La naranja mecánica

Jon Úbeda
Hollywood Babylonia
3 min readSep 15, 2020

Esta película es la más comprometida de Stanley Kubrick, una fábula social de ciencia ficción realizada en 1971. Fue retirada de la distribución en Gran Bretaña por el mismo director durante casi treinta años a pesar de su buena aunque muy criticada acogida inicial. Y reapareció, envuelta en misticismo, poco después de su muerte. La naranja mecánica sigue siendo electrizante, una audaz traducción al lenguaje del cine de la distópica novela de Burgess, que también había sido acogida con una mezcla de escándalo y alabanza en 1959, y que siempre se había creído inadaptable al cine.

El sabelotodo delincuente Alex de Large (Malcolm McDowell) encuentra placer en la pornografía, en Beethoven y en liderar su banda de drugos. Con bombín y mono de trabajo blanco (que incluye a un Warren Clarke con cara de niño) y hablando en un argot distintivo, un híbrido entre el ruso y ek cockney londinense, despliegan febriles e intensos ataques de ultraviolencia. La escena más inquietante de los primeros veinte minutos de la película volverá a atormentar a Alex una vez indefenso.

Entran a la fuerza en una lujosa casa futurista, dejan aislado al marido (Patrick Magee) y violan a la esposa (Adrienne Corri), Alex berrra «Cantando bajo la lluvia» y asesta brutales patadas con sus botas Doc Martens (periódicamente de moda) al ritmo de la canción. Aunque es curioso que la violación se recuerde como particularmente repulsiva, Kubrick aparta la cámara bruscamente del sufrimiento de la mujer en el momento que Alex corta el ceñido jersey rojo de ella. Otra incursión en busca de emociones culmina con el golpe de Alex sobre la cabeza de una mujer con una gigantesca escultura fálica. Finalmente será detenido.

(Material proporcionado)

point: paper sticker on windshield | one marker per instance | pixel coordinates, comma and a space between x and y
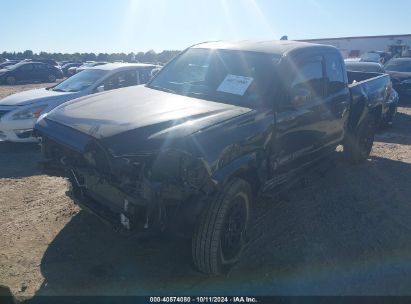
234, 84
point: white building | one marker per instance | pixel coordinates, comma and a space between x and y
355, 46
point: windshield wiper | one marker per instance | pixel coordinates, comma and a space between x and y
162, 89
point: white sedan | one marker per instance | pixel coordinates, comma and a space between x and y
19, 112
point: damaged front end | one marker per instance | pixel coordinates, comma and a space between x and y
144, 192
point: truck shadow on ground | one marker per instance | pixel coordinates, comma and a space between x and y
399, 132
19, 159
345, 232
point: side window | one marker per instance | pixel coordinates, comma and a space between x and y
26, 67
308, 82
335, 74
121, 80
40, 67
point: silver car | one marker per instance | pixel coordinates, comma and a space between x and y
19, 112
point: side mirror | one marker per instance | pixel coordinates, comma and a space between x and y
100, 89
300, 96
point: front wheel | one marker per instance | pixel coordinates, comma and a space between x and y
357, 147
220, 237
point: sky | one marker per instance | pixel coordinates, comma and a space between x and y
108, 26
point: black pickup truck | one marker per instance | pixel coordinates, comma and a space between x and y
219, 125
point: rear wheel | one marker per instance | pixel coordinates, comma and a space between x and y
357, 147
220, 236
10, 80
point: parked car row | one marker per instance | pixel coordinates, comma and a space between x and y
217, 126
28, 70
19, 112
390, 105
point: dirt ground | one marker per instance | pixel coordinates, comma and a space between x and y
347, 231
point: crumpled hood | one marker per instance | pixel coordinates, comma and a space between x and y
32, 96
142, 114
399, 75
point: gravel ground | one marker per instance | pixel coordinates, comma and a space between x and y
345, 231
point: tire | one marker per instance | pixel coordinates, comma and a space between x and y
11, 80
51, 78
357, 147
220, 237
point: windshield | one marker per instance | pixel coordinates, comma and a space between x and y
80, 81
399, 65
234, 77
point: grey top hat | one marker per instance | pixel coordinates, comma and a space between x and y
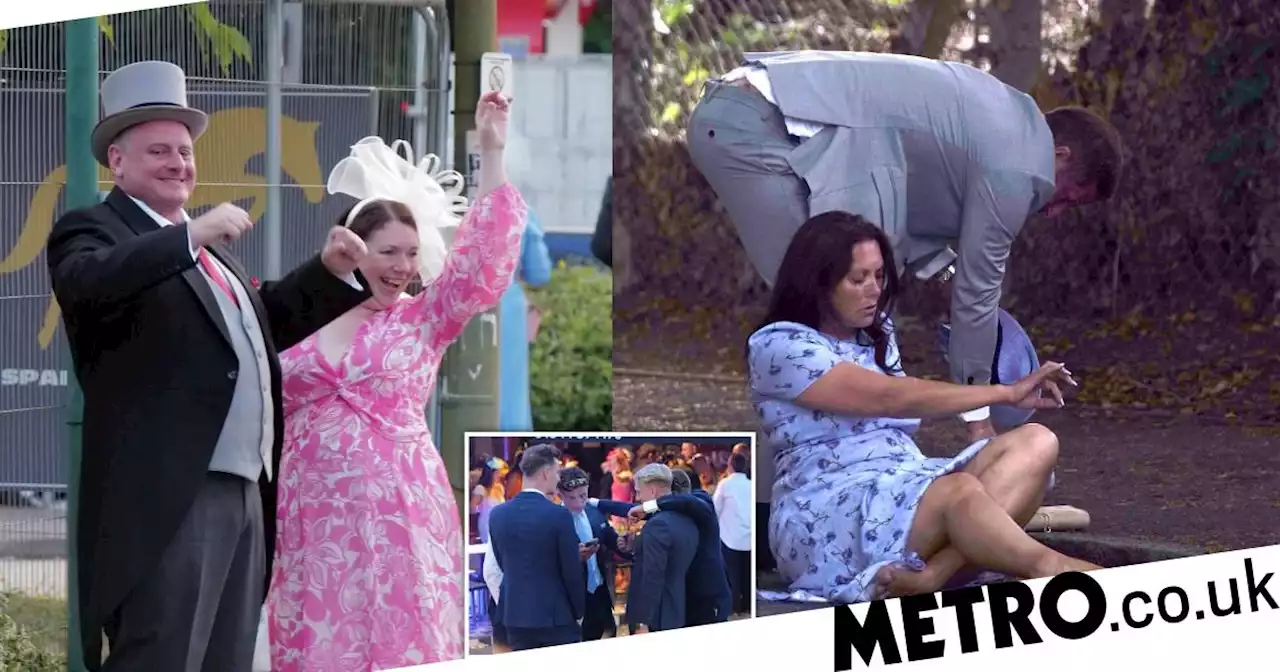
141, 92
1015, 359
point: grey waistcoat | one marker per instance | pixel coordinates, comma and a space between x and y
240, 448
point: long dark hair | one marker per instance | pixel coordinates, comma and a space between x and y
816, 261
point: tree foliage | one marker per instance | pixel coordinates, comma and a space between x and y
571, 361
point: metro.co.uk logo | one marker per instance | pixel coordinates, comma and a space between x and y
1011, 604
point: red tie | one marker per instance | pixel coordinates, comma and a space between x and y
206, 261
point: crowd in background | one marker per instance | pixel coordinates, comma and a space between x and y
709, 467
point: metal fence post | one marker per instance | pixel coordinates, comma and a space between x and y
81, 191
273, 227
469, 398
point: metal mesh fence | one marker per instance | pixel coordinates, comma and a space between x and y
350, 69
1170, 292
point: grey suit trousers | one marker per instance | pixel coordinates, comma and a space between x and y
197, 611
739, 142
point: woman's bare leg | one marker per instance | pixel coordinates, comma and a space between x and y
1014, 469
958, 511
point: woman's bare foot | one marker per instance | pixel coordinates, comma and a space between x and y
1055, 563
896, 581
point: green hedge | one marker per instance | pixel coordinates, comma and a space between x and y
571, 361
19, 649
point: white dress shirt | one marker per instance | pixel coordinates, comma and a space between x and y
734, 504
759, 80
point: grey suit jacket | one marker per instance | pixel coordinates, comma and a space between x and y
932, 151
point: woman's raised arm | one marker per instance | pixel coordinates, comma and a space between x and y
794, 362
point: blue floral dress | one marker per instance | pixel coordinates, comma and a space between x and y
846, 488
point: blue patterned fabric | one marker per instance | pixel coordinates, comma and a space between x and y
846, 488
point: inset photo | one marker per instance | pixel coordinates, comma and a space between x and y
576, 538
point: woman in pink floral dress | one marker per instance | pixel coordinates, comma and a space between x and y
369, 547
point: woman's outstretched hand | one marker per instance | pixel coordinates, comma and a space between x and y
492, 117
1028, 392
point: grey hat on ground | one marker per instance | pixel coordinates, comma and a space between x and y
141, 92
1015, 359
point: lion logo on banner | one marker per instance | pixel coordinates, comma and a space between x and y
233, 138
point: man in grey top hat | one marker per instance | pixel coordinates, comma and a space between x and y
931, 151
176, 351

---

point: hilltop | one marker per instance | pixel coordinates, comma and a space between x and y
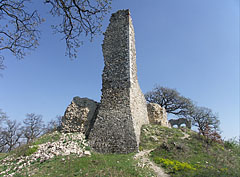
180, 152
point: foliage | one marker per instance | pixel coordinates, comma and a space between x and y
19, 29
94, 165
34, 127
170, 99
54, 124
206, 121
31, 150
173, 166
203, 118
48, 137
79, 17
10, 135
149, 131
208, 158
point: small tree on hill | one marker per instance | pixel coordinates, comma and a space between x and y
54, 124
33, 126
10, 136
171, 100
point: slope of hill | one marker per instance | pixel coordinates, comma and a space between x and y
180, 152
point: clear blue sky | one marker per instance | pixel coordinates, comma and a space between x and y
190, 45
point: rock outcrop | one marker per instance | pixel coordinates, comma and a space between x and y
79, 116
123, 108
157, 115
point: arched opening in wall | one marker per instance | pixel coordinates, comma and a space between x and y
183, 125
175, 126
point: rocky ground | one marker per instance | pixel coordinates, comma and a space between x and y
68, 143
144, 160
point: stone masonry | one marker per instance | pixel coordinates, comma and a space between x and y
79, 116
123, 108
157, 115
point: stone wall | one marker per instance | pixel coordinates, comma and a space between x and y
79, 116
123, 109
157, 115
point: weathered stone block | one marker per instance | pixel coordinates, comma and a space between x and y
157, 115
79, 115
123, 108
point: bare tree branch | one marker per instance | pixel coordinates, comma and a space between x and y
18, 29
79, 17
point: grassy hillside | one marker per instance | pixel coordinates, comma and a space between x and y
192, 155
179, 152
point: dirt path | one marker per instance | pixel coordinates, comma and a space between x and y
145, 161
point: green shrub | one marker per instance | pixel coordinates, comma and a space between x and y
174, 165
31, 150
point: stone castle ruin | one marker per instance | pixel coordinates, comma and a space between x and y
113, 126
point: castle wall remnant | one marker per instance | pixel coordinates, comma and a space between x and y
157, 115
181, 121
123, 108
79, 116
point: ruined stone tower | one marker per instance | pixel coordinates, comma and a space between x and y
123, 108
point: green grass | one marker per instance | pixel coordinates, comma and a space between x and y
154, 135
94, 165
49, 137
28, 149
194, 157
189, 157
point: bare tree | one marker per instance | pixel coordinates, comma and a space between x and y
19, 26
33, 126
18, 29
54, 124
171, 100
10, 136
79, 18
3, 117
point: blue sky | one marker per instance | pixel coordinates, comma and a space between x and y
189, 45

(Qué debes hacer)
[a] Enumera todos los actores que se nombran en el fragmento sobre La naranja mecánica.
[b] Cita textualmente el pasaje del fragmento sobre La naranja mecánica que comienza en "El sabelotodo delincuente" y termina en "una vez indefenso.".
Las líneas no intervienen en esta actividad.

(Soluciones)
[a] Malcolm McDowell, Warren Clarke, Patrick Magee y Adrienne Corri.

[b]
El sabelotodo delincuente Alex de Large (Malcolm McDowell) encuentra placer en la pornografía, en Beethoven y en liderar su banda de drugos. Con bombín y mono de trabajo blanco (que incluye a un Warren Clarke con cara de niño) y hablando en un argot distintivo, un híbrido entre el ruso y ek cockney londinense, despliegan febriles e intensos ataques de ultraviolencia. La escena más inquietante de los primeros veinte minutos de la película volverá a atormentar a Alex una vez indefenso.